(Data for this task)
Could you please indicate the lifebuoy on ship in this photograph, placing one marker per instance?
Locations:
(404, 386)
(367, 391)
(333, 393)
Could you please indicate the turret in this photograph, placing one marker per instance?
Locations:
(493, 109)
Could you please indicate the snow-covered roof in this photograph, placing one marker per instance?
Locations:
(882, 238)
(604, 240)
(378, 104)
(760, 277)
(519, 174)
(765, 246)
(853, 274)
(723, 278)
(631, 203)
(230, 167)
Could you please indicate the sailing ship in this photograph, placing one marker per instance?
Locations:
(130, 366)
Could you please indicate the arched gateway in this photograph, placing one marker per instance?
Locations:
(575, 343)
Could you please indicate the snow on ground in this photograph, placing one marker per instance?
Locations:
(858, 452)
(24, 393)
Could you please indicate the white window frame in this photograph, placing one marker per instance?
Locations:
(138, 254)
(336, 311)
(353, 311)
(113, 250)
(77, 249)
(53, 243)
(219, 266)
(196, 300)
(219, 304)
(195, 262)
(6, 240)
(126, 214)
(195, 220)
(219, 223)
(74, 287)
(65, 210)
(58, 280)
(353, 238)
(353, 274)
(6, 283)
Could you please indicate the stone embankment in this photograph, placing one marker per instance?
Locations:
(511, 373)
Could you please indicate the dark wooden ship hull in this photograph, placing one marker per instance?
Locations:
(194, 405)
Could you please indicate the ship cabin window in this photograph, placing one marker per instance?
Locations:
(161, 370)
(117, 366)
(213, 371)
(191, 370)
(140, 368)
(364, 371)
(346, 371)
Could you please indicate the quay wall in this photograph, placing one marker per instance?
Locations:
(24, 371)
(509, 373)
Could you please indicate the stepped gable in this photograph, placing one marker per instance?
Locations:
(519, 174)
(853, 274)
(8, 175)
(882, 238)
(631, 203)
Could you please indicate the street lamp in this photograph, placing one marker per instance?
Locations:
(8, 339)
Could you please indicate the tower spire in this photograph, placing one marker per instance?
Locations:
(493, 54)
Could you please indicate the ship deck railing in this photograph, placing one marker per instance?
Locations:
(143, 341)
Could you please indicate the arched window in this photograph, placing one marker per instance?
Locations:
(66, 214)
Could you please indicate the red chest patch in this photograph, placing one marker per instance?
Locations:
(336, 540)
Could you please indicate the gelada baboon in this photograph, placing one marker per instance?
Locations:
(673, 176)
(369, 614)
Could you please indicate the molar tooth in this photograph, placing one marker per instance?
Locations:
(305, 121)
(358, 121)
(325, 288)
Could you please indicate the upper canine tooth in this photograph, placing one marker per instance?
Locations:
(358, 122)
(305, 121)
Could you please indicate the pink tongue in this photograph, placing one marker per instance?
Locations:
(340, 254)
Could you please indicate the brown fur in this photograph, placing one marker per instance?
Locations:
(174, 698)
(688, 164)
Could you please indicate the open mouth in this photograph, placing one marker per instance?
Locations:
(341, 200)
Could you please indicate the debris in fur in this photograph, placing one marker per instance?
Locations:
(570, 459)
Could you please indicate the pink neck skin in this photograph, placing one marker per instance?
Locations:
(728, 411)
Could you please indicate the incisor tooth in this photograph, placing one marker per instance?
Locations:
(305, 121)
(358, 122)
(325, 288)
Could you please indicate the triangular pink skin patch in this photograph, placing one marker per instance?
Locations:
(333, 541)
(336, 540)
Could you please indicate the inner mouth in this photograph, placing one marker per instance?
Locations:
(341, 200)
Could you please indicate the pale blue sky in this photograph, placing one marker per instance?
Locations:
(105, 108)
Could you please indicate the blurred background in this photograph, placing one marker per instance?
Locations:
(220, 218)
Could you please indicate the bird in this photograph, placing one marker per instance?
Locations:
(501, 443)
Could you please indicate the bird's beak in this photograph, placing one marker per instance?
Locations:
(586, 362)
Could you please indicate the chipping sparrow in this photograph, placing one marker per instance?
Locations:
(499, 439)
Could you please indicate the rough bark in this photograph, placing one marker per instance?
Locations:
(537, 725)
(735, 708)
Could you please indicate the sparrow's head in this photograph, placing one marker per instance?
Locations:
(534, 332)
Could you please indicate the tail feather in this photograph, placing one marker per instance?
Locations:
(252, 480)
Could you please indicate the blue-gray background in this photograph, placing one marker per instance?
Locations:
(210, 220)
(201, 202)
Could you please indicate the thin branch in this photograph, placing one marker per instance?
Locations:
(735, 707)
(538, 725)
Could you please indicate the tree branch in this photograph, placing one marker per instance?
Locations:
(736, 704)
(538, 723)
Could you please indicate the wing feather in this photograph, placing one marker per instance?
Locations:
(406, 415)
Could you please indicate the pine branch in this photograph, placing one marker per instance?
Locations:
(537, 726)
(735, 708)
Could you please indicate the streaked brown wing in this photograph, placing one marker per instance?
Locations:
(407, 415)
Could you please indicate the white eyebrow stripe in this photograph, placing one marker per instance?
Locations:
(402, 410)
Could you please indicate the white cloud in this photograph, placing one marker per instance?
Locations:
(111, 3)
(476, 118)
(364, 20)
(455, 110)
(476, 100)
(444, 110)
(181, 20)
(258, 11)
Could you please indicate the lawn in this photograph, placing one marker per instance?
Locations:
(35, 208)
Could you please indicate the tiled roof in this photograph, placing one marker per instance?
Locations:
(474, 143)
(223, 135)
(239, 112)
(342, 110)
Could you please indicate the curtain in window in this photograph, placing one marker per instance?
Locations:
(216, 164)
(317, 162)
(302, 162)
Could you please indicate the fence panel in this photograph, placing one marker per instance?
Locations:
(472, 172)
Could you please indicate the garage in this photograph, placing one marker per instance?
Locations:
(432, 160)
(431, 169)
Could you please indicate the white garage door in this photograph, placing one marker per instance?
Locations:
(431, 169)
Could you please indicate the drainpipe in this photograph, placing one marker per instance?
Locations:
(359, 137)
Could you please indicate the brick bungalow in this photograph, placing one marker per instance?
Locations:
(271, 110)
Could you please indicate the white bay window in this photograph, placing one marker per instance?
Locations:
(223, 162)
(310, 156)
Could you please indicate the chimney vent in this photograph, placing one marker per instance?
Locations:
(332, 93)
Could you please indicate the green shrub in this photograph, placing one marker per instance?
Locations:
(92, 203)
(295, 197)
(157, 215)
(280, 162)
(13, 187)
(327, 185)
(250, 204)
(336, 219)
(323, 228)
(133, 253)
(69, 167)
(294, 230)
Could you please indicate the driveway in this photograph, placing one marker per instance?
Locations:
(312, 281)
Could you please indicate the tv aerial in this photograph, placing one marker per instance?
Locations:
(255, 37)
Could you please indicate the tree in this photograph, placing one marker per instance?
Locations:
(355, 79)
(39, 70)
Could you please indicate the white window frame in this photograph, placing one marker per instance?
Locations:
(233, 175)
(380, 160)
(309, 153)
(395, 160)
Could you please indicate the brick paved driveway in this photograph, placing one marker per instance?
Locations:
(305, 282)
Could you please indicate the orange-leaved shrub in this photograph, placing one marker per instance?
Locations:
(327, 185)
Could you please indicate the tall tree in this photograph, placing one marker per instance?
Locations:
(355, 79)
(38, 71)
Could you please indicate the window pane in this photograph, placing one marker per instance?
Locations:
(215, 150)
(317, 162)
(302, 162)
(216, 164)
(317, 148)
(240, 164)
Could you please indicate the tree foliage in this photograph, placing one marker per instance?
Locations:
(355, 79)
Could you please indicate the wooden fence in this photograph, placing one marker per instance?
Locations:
(End Data for this task)
What you will do:
Search the entries for the word "tooth", then gather every line that has it.

Completed exercise:
Could you please indicate the molar tooth in this photograph, placing one marker per instance?
Could you please indicate the upper canine tooth in this photograph, placing one marker per instance?
Could you please indicate the incisor tooth in this photograph, placing one marker per instance?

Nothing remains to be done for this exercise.